▶ [OBJECTIF] D'après l'article sur le réseau de Free Mobile, dans quelle proportion ce réseau est-il allumé depuis le 2 mars ?

▶ [TEXTE DE LECTURE]
Free Mobile : réseau allumé et contre-attaque d'Orange

Florian Innocente |

Le réseau de Free Mobile est quasi intégralement allumé depuis le 2 mars, à hauteur de 97%, écrit Challenges d'après ses sources. Les deux grosses pannes qu'ont connues les abonnés ces trois derniers jours seraient peut-être liées (ou pour partie) à cette montée en charge du réseau propre de l'opérateur.

Une source chez Orange ne confirme pas l'information, mais livre cette hypothèse : «Free peut avoir allumé son réseau, mais rien ne garantit qu’il ne baisse pas la puissance de ses antennes pour que ce soient les nôtres qui continuent d’être sollicitées».

Orange fait assaut de déclarations aujourd'hui, répondant tous azimuts, tantôt à l'ARCEP, tantôt à ses concurrents. Mais il se justifie également auprès de ses employés et de ses représentants syndicaux, alors qu'il lui a été reproché d'avoir fait en quelque sorte un cadeau à la société de Xavier Niel (lire Free Mobile : deux syndicats contestent les résultats de l'ARCEP).

▶ [DONNÉES EXTRAITES]
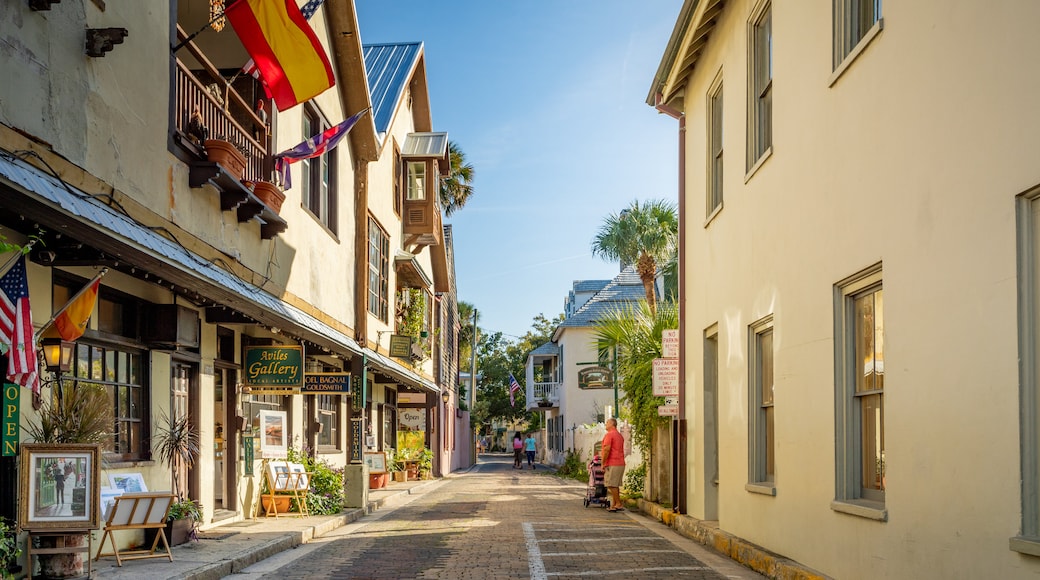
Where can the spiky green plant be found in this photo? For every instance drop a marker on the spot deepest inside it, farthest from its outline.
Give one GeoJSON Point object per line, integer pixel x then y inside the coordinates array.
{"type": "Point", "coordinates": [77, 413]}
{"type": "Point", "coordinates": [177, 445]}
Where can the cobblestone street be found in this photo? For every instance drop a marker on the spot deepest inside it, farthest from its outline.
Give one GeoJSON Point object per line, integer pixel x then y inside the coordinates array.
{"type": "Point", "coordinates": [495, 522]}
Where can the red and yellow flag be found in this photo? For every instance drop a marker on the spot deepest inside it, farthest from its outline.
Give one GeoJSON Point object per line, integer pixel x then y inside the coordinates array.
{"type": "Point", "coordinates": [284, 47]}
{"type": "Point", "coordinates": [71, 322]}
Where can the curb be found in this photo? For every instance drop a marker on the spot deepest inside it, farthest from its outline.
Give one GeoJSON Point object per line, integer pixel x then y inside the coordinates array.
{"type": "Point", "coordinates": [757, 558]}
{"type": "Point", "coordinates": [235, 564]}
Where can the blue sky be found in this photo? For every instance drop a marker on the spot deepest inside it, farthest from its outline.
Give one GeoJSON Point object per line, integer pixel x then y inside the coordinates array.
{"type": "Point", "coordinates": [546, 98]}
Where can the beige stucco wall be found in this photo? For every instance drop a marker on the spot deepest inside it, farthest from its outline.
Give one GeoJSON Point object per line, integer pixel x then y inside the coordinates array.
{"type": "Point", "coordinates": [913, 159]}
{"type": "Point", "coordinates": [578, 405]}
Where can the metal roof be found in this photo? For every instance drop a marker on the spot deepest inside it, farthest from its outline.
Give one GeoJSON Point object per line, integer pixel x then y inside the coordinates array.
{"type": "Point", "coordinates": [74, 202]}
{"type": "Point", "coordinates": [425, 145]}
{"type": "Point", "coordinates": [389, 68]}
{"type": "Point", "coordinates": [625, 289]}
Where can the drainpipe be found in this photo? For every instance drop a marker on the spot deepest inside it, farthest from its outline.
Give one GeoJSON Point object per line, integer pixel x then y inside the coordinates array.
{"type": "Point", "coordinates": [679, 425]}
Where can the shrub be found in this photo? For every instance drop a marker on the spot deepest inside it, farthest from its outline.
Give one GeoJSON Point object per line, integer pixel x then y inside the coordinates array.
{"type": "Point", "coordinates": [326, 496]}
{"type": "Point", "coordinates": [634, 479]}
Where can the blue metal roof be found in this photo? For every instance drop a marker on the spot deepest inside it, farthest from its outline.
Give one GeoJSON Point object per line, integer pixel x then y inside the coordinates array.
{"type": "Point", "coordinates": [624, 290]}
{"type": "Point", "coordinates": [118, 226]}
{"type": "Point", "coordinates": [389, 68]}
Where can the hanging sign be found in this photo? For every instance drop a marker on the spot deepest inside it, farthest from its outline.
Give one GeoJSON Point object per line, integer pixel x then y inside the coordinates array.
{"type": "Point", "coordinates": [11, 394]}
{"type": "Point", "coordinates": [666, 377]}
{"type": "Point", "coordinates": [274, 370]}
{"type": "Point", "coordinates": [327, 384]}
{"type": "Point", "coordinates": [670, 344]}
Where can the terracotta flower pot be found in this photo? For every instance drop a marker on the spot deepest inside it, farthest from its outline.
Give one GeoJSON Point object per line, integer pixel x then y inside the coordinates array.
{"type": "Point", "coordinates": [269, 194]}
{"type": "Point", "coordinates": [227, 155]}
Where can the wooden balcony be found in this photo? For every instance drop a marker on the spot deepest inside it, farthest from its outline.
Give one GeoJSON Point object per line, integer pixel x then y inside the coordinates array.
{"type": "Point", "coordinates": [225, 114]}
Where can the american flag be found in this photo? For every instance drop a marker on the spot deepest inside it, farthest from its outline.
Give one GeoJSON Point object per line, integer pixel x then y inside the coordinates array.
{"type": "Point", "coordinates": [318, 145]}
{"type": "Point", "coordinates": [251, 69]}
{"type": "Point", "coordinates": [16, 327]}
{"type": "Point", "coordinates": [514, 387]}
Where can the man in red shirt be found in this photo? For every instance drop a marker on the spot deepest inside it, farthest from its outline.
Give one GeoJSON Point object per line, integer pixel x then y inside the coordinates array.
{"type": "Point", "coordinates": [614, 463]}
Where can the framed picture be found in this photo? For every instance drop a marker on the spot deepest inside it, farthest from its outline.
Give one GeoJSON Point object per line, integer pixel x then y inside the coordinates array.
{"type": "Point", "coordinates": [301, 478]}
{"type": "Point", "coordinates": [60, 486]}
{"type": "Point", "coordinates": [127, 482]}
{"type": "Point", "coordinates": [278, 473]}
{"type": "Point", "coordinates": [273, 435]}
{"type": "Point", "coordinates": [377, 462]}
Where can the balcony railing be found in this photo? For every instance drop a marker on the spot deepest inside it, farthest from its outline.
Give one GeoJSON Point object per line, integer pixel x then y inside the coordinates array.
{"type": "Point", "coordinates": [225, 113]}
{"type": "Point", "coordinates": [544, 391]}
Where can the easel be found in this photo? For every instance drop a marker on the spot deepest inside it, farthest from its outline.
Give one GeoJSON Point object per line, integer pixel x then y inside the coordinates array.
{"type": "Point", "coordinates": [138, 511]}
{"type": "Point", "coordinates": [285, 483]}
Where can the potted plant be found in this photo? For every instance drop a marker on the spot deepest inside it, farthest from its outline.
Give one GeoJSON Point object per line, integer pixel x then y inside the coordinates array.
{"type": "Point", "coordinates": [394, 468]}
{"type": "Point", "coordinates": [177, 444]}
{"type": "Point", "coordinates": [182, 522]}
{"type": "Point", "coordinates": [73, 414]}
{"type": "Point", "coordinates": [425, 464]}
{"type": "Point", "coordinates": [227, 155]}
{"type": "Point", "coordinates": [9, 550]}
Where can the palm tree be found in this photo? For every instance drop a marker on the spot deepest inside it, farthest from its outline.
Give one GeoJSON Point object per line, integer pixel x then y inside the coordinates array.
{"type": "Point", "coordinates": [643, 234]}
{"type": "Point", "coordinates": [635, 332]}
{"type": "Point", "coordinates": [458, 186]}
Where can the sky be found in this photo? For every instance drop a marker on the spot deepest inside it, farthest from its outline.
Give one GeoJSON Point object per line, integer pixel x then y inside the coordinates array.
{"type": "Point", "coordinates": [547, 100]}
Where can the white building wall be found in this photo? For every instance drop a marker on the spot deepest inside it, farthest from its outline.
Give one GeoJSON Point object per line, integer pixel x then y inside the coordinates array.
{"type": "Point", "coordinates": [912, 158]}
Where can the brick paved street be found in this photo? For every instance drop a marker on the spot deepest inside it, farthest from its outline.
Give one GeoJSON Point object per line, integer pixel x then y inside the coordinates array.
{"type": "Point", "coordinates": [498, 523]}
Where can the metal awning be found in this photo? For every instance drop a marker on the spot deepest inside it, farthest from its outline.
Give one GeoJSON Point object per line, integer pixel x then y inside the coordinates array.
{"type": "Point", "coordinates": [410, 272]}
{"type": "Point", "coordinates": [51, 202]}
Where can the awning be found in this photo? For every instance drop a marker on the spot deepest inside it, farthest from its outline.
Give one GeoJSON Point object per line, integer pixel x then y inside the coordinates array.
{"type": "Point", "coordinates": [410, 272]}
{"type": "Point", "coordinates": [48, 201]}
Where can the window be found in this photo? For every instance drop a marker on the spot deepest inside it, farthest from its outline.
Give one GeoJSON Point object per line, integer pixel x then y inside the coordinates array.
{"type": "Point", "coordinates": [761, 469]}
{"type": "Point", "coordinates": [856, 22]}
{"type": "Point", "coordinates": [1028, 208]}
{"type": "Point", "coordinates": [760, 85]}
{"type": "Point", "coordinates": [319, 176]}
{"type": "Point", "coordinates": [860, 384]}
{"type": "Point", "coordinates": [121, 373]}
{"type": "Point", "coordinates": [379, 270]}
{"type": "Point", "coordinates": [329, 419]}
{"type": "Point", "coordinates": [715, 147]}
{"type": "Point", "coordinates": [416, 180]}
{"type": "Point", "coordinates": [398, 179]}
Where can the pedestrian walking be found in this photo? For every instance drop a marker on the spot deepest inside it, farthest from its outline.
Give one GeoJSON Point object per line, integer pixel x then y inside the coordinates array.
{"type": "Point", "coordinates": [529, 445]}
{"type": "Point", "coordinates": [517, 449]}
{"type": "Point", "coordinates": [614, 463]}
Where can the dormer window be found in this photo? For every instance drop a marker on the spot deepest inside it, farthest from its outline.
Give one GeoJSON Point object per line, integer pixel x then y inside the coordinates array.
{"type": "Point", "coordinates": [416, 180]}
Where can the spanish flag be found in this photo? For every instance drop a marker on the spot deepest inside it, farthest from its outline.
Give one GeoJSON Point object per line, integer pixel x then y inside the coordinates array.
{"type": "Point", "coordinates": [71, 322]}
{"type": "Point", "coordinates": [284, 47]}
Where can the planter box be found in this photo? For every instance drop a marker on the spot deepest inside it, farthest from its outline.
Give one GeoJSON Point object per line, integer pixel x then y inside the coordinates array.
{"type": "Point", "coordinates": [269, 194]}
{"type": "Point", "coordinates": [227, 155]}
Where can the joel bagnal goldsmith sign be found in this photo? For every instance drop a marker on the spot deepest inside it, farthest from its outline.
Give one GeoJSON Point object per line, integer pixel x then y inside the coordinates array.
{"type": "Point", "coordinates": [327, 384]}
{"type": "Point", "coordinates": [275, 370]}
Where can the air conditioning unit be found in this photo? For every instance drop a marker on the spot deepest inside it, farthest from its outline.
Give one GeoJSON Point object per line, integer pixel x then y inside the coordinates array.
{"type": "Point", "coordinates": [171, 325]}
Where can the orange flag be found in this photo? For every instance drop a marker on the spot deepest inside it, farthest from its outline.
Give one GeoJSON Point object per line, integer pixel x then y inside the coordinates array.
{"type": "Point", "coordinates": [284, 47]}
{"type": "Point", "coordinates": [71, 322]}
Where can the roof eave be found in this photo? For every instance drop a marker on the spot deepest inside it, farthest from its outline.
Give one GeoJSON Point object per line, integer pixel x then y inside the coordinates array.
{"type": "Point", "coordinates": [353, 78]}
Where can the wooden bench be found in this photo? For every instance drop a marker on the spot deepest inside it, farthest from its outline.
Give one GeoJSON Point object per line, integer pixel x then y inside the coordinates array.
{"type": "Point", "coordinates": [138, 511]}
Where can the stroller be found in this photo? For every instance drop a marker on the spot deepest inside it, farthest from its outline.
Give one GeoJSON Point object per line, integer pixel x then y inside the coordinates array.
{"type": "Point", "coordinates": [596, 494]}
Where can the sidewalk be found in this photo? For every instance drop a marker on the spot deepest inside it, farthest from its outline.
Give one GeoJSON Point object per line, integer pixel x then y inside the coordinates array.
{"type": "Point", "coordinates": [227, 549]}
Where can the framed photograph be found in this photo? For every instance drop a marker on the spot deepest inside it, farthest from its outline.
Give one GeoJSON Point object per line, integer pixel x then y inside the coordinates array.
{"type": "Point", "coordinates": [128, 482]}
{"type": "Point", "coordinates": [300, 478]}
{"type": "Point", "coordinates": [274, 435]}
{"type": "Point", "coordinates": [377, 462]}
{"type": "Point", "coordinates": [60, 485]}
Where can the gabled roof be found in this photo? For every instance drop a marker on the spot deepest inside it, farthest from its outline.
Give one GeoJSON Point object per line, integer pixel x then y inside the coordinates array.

▶ [SOLUTION RÉDIGÉE] À hauteur de 97 %.